— START Supplied records —

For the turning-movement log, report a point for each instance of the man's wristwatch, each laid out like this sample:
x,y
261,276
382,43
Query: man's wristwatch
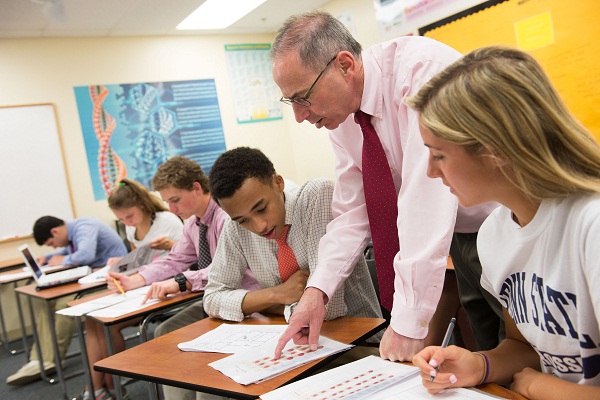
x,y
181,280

— END Supplied records —
— START Supplied records —

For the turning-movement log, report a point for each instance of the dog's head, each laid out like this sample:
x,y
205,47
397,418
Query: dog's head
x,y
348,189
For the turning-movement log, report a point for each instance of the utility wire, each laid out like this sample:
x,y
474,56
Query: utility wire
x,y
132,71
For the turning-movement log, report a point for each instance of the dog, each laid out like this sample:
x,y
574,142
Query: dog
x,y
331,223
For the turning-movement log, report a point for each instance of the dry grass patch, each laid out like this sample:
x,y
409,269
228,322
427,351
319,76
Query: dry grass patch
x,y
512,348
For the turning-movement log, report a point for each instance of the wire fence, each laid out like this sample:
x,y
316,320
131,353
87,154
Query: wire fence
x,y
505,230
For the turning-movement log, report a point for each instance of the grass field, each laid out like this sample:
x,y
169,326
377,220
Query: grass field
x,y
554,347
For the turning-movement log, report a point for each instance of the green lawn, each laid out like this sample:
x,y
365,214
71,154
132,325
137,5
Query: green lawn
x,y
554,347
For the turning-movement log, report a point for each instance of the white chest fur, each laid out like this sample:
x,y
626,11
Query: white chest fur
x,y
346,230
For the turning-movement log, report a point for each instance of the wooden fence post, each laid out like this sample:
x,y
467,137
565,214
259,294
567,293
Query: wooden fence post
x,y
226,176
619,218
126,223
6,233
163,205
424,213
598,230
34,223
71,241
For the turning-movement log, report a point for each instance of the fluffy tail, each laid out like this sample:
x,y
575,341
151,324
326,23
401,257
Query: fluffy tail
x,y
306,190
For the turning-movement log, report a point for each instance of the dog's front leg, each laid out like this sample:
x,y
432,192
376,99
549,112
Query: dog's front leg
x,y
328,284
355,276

— END Supplied records —
— START Supplied records —

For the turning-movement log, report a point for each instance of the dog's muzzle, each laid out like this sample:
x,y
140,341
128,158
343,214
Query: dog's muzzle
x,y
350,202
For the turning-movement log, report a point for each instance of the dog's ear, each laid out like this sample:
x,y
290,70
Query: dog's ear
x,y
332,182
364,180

— END Supplied records —

How many lines of the material above contain the string "wristwatch"? Case counts; reply with the number only.

2